### Pointing records
....

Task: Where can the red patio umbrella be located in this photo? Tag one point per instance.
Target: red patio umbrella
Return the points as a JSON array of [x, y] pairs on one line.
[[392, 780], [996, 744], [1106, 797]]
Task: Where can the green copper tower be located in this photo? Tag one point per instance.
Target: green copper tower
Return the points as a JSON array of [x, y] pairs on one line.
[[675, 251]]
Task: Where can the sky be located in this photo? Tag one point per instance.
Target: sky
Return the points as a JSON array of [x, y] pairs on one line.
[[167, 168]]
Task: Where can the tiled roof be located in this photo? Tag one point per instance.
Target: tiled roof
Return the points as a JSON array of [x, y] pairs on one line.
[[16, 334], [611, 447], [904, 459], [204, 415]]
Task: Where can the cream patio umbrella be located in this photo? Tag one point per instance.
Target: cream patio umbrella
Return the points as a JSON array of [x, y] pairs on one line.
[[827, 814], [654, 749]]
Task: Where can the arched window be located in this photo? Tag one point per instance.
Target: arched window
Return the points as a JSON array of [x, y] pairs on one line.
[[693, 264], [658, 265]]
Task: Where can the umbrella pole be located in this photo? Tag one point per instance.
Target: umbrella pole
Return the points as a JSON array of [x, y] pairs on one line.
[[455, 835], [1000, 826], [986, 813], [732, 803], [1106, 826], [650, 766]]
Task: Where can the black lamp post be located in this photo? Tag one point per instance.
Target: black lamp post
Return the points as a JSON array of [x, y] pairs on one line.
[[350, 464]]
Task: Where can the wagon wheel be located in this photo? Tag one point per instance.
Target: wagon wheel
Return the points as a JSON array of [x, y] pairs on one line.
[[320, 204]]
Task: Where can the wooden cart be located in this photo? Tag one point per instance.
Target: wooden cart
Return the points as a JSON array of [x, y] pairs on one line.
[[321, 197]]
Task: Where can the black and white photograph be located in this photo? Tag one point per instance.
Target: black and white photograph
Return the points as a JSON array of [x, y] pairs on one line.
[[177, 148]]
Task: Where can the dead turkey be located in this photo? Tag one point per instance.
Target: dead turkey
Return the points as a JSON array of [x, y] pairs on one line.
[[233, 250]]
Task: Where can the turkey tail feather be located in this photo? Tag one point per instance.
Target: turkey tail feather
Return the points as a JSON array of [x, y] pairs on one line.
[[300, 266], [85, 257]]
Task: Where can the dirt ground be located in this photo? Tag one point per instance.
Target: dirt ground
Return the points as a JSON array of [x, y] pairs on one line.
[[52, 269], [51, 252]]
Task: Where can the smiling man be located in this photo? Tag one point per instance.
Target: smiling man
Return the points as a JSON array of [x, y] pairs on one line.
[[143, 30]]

....

### What is being asked
Copy every line of the records above word for word, with no changes.

### Task response
Task: Where can the red patio umbrella be located in this photo? Tag one point per instance.
Target: red patio umbrella
Return the points as a JSON array of [x, y] pairs on one line.
[[392, 780], [996, 744], [1106, 797]]
Task: Where can the green copper tower be located in this photo? Tag one point per instance.
Target: green copper tower
Return the points as a JSON array of [x, y] pairs on one line.
[[675, 251]]
Task: Where can the sky be located in this photo? Tag one point per instance.
Target: sky
Return the points as a JSON array of [x, y] pairs on one line.
[[167, 168]]
Task: Where can the tiled roof be located in this photo? Tag one point per instance.
Target: tiled roof
Return the points as a JSON array of [x, y] pairs on one line.
[[16, 334], [611, 447], [904, 459], [204, 415]]
Task: Where can the cream patio umbrella be located in this photo? Tag one point per instance.
Target: cream patio umbrella
Return the points as a JSON array of [x, y] pairs on one line.
[[827, 814], [654, 749]]
Task: Where can the arched window be located in this photo? Tag one point per instance.
Target: arched window
Return the points as a JSON array of [x, y] pairs on one line.
[[693, 264], [658, 265]]
Task: Where can the umbrella pole be located in this photo? Tag one point per instance.
Target: umbrella pole
Return the points as a JSON array of [x, y] pairs on one line.
[[455, 835], [1000, 826], [986, 813], [732, 803], [1106, 826], [650, 766]]
Task: Where can the black lamp post be located in this photo? Tag one point per instance.
Target: black lamp post
Return the points as a JSON array of [x, y] pairs on one line.
[[350, 464]]
Task: Where can the wagon wheel be located in this photo? Tag one point per instance.
Target: wagon wheel
Return the points as a JSON array of [x, y] pairs on one line.
[[320, 204]]
Task: Where can the wooden cart be located in this photo? Tag one point per instance.
Target: wooden cart
Return the points as a JSON array of [x, y] pairs on one line.
[[321, 197]]
Task: Where can the black and white photograph be located in this photo? Tag one point per instance.
Target: black and white photograph
Return the points as a JSON array of [x, y] pairs on one line.
[[177, 148]]
Task: Where can the dead turkey be located in this photo? Tag one point per instance.
Target: dead turkey
Return the points as a JSON array of [x, y] pairs on one line.
[[233, 250]]
Task: Where can the turkey tail feather be located in this photo? Tag one point per instance.
Target: turkey tail feather
Return the points as a JSON array of [x, y] pairs on one line.
[[300, 266], [85, 257]]
Task: Where can the dirt ground be located in this photo? Tag one point per instance.
Target: dirt ground
Return the points as a JSON array of [x, y] pairs on one line.
[[52, 269], [51, 252]]
Task: Where can the smiling man be located in this photo? Tag one point per instance.
Target: smiling man
Return the points as a JSON array of [x, y] pairs on one line.
[[143, 30]]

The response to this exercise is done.